[Short problem]: Reproduce the entries below with "your assignment is to detect" swapped for "your task is to find" everywhere it occurs, changing nothing else. Leave out the pictures.

[Source material]:

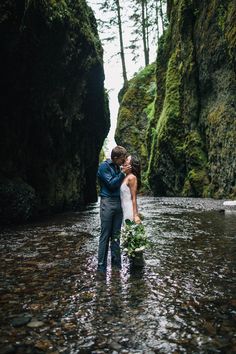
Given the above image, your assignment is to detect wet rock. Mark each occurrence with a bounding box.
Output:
[11,315,32,327]
[27,320,44,328]
[109,341,122,351]
[35,340,52,350]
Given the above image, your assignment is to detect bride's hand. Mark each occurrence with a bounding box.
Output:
[134,215,141,224]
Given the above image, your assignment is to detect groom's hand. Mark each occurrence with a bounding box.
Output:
[121,164,132,175]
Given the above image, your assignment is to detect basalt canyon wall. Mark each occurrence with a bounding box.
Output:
[0,0,110,223]
[117,0,236,198]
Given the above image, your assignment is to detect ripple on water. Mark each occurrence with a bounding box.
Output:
[0,197,236,354]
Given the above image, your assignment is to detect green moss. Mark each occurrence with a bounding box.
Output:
[182,169,209,197]
[115,64,156,187]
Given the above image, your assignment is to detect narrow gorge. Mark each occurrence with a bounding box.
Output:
[0,0,110,223]
[116,0,236,198]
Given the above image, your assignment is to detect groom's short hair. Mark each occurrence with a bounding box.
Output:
[111,145,127,160]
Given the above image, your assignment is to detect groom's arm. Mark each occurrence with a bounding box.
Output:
[98,163,125,191]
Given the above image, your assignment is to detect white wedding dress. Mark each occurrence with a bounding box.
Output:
[120,183,133,224]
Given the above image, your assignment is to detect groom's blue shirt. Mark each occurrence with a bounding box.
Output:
[97,159,125,197]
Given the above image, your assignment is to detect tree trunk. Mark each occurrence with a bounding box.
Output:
[141,0,148,66]
[145,0,150,65]
[160,0,165,32]
[155,0,160,45]
[116,0,128,86]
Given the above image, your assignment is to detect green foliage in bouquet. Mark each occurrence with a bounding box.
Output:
[121,220,149,257]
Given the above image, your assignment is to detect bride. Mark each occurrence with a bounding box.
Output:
[120,156,141,224]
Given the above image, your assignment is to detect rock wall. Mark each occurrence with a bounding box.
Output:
[115,64,156,181]
[147,0,236,198]
[0,0,110,222]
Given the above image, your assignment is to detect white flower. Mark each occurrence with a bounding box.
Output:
[134,246,145,252]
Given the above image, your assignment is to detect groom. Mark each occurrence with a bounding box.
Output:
[97,146,131,275]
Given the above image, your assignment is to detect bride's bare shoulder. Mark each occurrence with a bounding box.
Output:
[128,173,137,183]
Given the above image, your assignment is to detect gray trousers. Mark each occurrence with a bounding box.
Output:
[98,197,123,272]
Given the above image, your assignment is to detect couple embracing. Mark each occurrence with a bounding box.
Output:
[97,146,141,274]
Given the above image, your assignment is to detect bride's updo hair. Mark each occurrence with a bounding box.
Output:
[130,155,141,188]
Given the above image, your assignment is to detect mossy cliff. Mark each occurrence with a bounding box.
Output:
[0,0,110,222]
[147,0,236,198]
[115,64,156,176]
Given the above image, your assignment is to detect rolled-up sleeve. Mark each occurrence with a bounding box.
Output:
[98,164,125,191]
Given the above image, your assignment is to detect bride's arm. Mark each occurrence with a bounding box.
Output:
[128,175,141,224]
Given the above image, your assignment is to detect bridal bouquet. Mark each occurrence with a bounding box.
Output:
[121,220,148,257]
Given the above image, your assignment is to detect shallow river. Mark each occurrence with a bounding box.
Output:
[0,197,236,354]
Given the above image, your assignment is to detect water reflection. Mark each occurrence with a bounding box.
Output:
[0,197,236,354]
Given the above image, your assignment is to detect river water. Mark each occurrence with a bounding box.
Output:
[0,197,236,354]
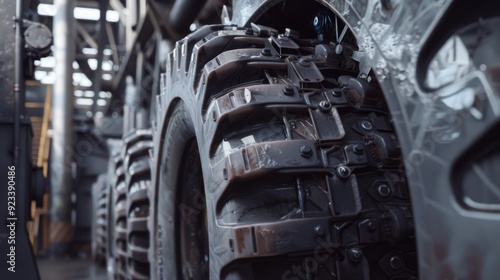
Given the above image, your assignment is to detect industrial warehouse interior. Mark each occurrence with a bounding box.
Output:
[0,0,500,280]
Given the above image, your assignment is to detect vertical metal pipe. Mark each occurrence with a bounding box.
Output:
[50,0,75,255]
[92,0,108,114]
[14,0,24,166]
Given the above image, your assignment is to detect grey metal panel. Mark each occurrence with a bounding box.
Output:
[0,0,16,119]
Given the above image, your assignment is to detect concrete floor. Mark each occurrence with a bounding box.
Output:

[Answer for the task]:
Given the above image, your task is to find wet rock. Mark each occurrence with a bounding box.
Output:
[11,315,32,327]
[27,320,44,328]
[109,341,122,351]
[35,340,52,350]
Given the above image, your task is to find bride's hand. Mark each occurrence with a bounding box.
Output:
[134,215,141,224]
Given the above image, your task is to find groom's hand. Mark each occurrence with a bounding box.
Output:
[121,164,132,175]
Given the above image, your task is to find basalt canyon wall. Mark each occurrence with a bounding box.
Output:
[0,0,110,223]
[117,0,236,198]
Given the above image, your task is to find ripple on water. Mark each occurrence with a bounding box.
Output:
[0,197,236,354]
Given the above image, your task is to find green moss. Mark each occurrence with a bounding box.
Output:
[182,169,209,197]
[115,64,156,187]
Given the above image, your task is to find narrow gorge. Mark each occurrence with a bounding box.
Output:
[0,0,110,223]
[116,0,236,198]
Given the above image, your task is to find groom's short hair. Mark each occurrence with a bounding box.
Output:
[111,145,127,160]
Given the above image, your task is to find groom's arm. Mark each occurrence with a bounding box.
Output:
[98,163,125,191]
Given the above image, your task is to find white wedding dress. Mark each occurrence with a bounding box.
Output:
[120,183,133,224]
Given the above image, your task is to find groom's blue shirt. Mark each occurrence with a bounding box.
Output:
[97,159,125,197]
Given the above image, your task is to find tree trunk. Mark each occurrence with a bounding box.
Output:
[141,0,148,66]
[145,0,150,65]
[160,0,165,32]
[155,0,160,45]
[116,0,128,86]
Given the above image, your task is to find green foliage in bouquet. Mark each occurrence with a bounding box.
Output:
[121,220,149,257]
Given the above image, your task is to find bride. Mark each occurrence with a bounding box.
Output:
[120,156,141,224]
Given the above image, your task is to find rock wall. Mark each occurrence with a bounding box.
Output:
[115,64,156,181]
[147,0,236,198]
[0,0,110,222]
Given the above image, your task is to find white flower. Mark each occurrence with a bounding box.
Output:
[134,246,145,252]
Given the above image, your task is to find groom. Mark each occurrence with a bounding box.
Output:
[97,146,131,275]
Given the above image, your task is to find bride's bare shoulder. Mark each occurrence with a bounding box.
Output:
[128,173,137,183]
Given the above image, your task is to find gray trousers. Mark each occurrence with a bounding box.
Output:
[98,197,123,272]
Given the above image, your task is to find couple embracing. Mark each occurrence with a bounding box.
Output:
[97,146,141,274]
Given the above image, your task is to find bride's updo hair. Mark each occurrence with a bounding box.
Output:
[130,155,141,188]
Given the above image, your task is to find mossy cliff. Mark each occurrence with a bounding box.
Output:
[0,0,110,222]
[147,0,236,198]
[115,64,156,176]
Given the above image, your task is to find rolled-up sleeve. Mark each occurrence with a bounding box.
Output:
[98,164,125,191]
Given the above image, your task is to find bride's arm. Mark each occurrence with a bounding box.
Output:
[128,175,141,224]
Given the above image, your task is to find bridal bouquet. Mark each occurrence with a bounding box.
Output:
[121,220,148,257]
Given the above image, your task is to find shallow river. Mark each occurrence with a bounding box.
Output:
[0,197,236,354]
Given the above image, your task is to find water reflection. Mark each occurrence with a bounding box.
Output:
[0,197,236,354]
Given the above image, your task is to find river water. Mark each occurrence with a bounding box.
Output:
[0,197,236,354]
Given the above image, your task is to find industrial warehouse interior. Mark each occurrence with a bounding box.
Output:
[0,0,500,280]
Given the above image, your task is to find vertical metal pipe. Mark each occurrence with a bounding box.
Output:
[50,0,75,255]
[92,0,108,114]
[14,0,24,166]
Given the above image, your task is to find grey metal panel. Mark each occurrence with a bounding box.
Output:
[0,0,16,119]
Given the above image, your task is to find concrete floor. Mark each occurrence with a bounding box.
Output:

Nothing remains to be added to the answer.